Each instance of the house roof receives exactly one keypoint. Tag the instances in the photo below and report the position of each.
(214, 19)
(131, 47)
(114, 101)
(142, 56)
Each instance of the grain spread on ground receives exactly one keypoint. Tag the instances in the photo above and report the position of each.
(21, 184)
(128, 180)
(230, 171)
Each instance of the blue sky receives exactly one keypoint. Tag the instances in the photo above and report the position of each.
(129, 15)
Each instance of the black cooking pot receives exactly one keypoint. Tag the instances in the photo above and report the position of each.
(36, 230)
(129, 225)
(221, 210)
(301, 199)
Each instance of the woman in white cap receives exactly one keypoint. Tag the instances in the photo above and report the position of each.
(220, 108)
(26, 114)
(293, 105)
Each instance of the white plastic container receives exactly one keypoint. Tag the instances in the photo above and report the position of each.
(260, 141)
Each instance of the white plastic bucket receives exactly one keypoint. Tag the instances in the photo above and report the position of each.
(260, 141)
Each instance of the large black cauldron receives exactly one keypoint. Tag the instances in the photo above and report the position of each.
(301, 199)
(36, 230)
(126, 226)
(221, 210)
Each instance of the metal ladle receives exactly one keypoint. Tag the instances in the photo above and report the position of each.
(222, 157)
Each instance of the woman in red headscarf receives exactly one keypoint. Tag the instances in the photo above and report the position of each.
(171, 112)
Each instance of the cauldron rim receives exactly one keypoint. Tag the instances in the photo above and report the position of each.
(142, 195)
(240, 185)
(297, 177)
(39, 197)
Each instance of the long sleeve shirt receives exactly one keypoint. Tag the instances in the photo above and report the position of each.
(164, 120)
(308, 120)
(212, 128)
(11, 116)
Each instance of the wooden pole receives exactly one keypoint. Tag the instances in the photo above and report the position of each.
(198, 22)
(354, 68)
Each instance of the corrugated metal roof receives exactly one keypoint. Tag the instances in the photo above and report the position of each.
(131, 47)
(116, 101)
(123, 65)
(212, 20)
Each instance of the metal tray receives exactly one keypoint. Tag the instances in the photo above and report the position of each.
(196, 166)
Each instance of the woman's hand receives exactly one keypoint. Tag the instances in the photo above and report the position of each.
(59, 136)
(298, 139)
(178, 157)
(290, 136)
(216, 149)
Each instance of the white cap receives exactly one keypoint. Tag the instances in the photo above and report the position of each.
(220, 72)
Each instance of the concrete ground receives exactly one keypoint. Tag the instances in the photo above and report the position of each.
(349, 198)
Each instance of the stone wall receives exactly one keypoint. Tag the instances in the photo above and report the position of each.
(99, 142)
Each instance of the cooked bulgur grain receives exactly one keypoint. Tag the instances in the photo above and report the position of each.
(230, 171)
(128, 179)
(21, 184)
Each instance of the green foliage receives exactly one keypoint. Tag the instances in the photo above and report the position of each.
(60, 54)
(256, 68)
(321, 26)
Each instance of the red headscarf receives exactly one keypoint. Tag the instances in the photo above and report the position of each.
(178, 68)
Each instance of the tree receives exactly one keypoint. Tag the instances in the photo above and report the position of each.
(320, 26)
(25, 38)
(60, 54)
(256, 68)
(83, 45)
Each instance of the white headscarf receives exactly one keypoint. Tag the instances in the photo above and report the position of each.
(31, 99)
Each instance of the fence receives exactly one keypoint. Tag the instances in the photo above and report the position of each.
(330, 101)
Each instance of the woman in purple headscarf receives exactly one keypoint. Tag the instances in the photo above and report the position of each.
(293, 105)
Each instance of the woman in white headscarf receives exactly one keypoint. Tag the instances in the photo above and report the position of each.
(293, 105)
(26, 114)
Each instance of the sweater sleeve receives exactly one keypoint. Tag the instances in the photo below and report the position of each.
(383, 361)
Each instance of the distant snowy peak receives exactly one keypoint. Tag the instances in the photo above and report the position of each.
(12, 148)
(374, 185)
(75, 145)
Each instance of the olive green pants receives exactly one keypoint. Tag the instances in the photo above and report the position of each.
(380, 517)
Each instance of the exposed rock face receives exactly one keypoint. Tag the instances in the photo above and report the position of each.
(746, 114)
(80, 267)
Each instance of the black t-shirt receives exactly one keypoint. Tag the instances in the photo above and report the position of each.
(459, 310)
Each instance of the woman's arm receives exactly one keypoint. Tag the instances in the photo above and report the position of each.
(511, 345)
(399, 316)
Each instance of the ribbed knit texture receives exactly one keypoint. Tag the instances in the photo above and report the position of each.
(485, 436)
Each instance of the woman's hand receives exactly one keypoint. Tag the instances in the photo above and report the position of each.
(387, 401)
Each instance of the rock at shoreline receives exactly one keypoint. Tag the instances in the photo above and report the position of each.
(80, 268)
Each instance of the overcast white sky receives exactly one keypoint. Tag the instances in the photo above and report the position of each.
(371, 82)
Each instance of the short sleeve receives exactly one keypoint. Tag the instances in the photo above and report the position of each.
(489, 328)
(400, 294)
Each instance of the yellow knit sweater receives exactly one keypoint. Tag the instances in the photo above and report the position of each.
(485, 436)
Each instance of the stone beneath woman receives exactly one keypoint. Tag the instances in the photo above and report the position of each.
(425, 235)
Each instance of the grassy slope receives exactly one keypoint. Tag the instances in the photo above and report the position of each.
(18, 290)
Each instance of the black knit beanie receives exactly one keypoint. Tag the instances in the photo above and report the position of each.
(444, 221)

+ + + + + + +

▶ _Exercise goal_: Write out every record exactly as it appears above.

▶ _Your solution_:
Each instance of the house roof receives exactly one keypoint. Tag the instances in the photo below and report the position of each.
(214, 19)
(131, 47)
(114, 101)
(142, 56)
Each instance of the grain spread on ground receives exactly one keypoint. Tag the instances in the photo above and report the position of each.
(21, 184)
(128, 180)
(230, 171)
Each instance of the blue sky receives exactly one keypoint. Tag the instances in the photo above and report the position of each.
(129, 15)
Each instance of the black cooking pot receives exactly one keypoint. Tag the instances in the photo above and report the position of each.
(36, 230)
(129, 225)
(221, 210)
(301, 199)
Each instance of the woman in white cap receives exactly one keypoint. Tag the instances in the photo above and report the position of each.
(220, 108)
(26, 114)
(293, 105)
Each instance of the white plastic container receives exactly one keypoint. Tag the instances in the photo above and report the position of each.
(260, 141)
Each instance of the white plastic bucket receives exactly one keypoint. Tag the instances in the photo above and report the position of each.
(260, 141)
Each instance of the large black cauldron receives exactly one keypoint. Tag the instances in the photo above and report the position of each.
(301, 199)
(36, 230)
(126, 226)
(221, 210)
Each instance of the metal ladle receives exactly one keypoint. Tag the instances in the photo above and report the position of each.
(222, 157)
Each instance of the woman in red headscarf receives exactly one keypoint. Tag the instances in the photo above and report the position of each.
(171, 112)
Each instance of the cauldron rim receives exactly one keypoint. Tag the instances in the photo above and report the position of each.
(142, 195)
(240, 185)
(297, 177)
(39, 197)
Each instance of the long sleeve shirt receives exactly one keypoint. Tag the instances in the photo above and report the position of each.
(164, 120)
(308, 120)
(212, 128)
(11, 116)
Each instance of the wooden pole receives exactly one keypoint. Tag the instances in the photo above and report the position of each.
(198, 22)
(354, 68)
Each instance of the corrugated metal roof receives exactly one keypoint. Tag the instances in the photo above and report the position of each.
(131, 47)
(116, 101)
(123, 65)
(212, 20)
Each instance of the metal tray receives exactly one keypoint. Tag the instances in the photo above and report the position of each.
(196, 166)
Each instance of the woman's hand receives exactly one keypoint. Tag the instances in the photo above and report the position of each.
(59, 136)
(298, 139)
(178, 157)
(290, 136)
(216, 149)
Each instance of the white cap receives exactly one keypoint. Tag the instances in the photo above and report the position of each.
(220, 72)
Each instance of the concrete ground receives exactly one keypoint. Tag the instances in the photo above and report the position of each.
(349, 198)
Each instance of the stone wall receives exactly one keypoint. Tag the instances in the photo above and report the position of each.
(99, 142)
Each instance of the cooked bulgur grain receives exactly one keypoint. Tag the instances in the photo above and report the position of each.
(230, 171)
(128, 179)
(21, 184)
Each instance of the green foliage receives exactly one keypoint. Tag the instances in the photo above and report the position of each.
(60, 54)
(256, 68)
(321, 26)
Each instance of the red headscarf receives exactly one keypoint. Tag the instances in the photo above and report the position of each.
(178, 68)
Each instance of the tree receives exactly one keypoint. Tag the instances in the photo above and report the position of each.
(320, 26)
(25, 38)
(60, 54)
(256, 68)
(83, 45)
Each instance of the white headscarf receives exactly one keypoint. Tag the instances in the photo above and report the position of each.
(31, 99)
Each instance of the fence receives exactly one keypoint. Tag the instances in the photo above and report the position of each.
(330, 101)
Each instance of the woman in purple headscarf receives exactly one keypoint. Tag the instances in the photo above and report the position of each.
(293, 105)
Each instance of the woman in white headscarf receives exactly one keypoint. Tag the instances in the photo above and report the position of each.
(293, 105)
(26, 114)
Each instance of the sweater sleeve receives exactly one keypoint. Tag the instances in the photo below and report the position of each.
(383, 361)
Each instance of the distant snowy peak receives exactly one keypoint. Tag the instances in the photo above and report the position of each.
(12, 148)
(374, 185)
(75, 145)
Each instance of the olive green pants receives exactly one keypoint. Tag the instances in the photo above and report the position of each.
(380, 517)
Each instance of the exposed rock face receives exactly one keypoint. Tag the instances in the photo above and report the position of each.
(746, 114)
(80, 267)
Each instance of the black t-shirt receives exactly one keypoint. Tag the instances in the photo above and report the position of each.
(459, 310)
Each instance of the woman's arm receives exactly one keypoint. Tag the instances in the photo above and report the position of each.
(511, 345)
(399, 316)
Each instance of the ribbed knit texture receives exactly one keypoint. Tag the instances in the photo above and report the position of each.
(485, 436)
Each instance of the woman's hand receives exactly one keypoint. Tag the instances in the photo above and report the position of each.
(387, 401)
Each instance of the rock at shoreline receives exactly one keypoint. Tag the instances in the photo above and report the position of each.
(80, 268)
Each instance of the overcast white sky receives exactly one keypoint. Tag the instances in the photo above and report the position of each.
(371, 82)
Each instance of the short sleeve receives exactly one keypoint. Tag the instances in the photo above and report the position of each.
(489, 328)
(400, 294)
Each instance of the yellow knit sweater receives exactly one keypoint. Tag the instances in the photo above and report the position of each.
(485, 436)
Each instance of the stone beneath woman receives exactly one keypoint. Tag the instances in the photo above and report the position of each.
(425, 235)
Each instance of the grassy slope receives exactly one keypoint. Tag the instances in the photo above and report the position of each.
(18, 290)
Each instance of the black knit beanie receives exactly one keypoint. Tag the instances in the photo above and report the position of each.
(444, 221)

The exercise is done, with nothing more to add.